Pointing dataset excerpts
+===+
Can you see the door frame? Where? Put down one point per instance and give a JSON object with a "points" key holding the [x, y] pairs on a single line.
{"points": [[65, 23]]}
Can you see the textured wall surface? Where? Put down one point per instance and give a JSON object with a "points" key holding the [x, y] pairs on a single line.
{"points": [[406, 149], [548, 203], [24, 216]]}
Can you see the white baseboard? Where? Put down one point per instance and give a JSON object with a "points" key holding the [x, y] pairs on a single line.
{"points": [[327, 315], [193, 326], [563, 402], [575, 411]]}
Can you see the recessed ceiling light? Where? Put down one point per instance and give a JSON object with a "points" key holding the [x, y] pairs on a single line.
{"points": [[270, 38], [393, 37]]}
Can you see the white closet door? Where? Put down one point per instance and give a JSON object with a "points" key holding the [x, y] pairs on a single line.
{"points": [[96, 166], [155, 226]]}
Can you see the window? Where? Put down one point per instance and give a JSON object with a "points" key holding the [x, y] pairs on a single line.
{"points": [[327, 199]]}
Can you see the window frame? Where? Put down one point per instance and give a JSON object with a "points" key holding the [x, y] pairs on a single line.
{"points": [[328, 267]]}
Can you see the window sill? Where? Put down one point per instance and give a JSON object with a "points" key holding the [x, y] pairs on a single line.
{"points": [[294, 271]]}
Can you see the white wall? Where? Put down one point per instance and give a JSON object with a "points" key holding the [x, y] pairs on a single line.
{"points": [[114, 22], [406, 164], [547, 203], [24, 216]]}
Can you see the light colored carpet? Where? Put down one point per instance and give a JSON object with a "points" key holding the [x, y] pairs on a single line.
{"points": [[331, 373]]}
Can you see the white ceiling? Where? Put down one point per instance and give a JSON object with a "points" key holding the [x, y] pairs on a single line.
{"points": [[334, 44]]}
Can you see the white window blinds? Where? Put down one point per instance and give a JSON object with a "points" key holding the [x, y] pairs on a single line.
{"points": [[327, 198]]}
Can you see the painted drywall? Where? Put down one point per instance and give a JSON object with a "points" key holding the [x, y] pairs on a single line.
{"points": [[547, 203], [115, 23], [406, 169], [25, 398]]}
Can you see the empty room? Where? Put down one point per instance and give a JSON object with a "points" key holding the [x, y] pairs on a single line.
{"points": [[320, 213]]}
+===+
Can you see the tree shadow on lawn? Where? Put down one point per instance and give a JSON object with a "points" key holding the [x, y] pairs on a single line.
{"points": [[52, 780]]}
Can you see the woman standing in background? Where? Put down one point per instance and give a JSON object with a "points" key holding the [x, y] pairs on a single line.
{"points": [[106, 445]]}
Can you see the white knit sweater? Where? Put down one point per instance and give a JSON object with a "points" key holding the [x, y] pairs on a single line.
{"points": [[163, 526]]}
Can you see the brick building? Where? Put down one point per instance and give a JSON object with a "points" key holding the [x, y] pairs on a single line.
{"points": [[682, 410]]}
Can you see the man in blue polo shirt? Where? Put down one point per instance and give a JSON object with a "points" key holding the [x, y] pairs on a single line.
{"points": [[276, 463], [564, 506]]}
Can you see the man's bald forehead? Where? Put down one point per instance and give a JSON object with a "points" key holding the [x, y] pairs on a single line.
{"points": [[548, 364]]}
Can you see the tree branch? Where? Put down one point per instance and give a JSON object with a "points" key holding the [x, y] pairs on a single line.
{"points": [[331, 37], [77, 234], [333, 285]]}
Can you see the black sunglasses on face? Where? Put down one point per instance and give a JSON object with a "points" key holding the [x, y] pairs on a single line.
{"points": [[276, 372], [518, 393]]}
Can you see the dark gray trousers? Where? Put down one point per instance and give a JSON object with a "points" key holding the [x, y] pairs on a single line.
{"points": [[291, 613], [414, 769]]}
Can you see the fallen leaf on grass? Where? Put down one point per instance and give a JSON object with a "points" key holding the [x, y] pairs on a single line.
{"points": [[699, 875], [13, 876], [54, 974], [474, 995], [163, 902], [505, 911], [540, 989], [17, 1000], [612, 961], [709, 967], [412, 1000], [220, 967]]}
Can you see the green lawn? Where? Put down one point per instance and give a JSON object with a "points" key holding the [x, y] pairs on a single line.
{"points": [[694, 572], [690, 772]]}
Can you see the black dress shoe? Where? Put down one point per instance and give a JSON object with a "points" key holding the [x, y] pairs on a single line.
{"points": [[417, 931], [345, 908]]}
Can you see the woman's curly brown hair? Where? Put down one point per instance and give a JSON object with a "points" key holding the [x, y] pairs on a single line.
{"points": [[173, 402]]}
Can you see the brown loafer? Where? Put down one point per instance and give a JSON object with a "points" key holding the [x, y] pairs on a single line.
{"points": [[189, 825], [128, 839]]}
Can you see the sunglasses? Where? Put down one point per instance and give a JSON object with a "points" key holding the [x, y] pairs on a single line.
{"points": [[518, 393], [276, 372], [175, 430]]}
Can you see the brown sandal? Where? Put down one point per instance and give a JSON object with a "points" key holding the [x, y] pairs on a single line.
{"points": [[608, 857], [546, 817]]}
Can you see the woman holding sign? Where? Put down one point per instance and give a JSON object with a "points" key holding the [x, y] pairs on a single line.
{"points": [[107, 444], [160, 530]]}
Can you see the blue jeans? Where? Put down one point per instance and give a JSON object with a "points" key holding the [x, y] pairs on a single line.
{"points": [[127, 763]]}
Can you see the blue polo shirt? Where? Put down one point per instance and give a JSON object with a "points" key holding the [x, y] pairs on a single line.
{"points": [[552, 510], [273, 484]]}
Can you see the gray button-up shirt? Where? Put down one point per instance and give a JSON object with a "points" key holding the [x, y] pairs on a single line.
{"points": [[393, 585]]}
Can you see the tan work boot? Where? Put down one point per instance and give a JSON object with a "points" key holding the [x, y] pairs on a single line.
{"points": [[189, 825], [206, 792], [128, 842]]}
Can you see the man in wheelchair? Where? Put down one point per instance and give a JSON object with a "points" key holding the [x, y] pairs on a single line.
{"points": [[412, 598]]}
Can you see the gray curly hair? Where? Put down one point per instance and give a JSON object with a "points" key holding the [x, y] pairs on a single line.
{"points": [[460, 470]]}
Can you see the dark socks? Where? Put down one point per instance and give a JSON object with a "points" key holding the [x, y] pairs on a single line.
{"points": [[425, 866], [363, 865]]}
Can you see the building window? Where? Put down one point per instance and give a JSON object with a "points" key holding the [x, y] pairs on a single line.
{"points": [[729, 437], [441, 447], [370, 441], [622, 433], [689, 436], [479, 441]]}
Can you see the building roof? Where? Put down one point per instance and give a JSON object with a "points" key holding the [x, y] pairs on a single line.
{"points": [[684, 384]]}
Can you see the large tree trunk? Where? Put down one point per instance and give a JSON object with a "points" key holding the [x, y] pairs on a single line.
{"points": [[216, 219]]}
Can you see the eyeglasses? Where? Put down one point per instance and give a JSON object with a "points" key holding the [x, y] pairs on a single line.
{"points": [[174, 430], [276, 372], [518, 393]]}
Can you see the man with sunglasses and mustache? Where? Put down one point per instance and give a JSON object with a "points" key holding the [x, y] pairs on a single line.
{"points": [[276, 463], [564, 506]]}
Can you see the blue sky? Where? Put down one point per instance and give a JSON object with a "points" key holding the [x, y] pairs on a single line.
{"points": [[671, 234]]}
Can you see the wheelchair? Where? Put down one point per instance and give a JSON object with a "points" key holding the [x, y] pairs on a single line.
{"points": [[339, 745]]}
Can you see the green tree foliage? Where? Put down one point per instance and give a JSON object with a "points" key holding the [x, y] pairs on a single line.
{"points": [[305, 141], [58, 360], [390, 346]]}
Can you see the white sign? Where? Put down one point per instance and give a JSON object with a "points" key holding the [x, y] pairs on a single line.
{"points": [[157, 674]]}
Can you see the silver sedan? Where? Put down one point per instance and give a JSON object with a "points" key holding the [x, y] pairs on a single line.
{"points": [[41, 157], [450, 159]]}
+===+
» Exercise:
Extract each line above that contains the string "building", matching case exactly.

» Response to this task:
Can you see the brick building? Where? Put down one point per instance and give a JSON object with a "points" key holding the [x, y] pairs on a single line.
Can you see the building window? Where? Put down one point per instance and give a JSON object with a "points" key holding the [x, y] pairs on a single line.
Can you see the building roof? Where? Put down one point per instance and give a JSON object with a "points" key holding the [x, y] pairs on a single line.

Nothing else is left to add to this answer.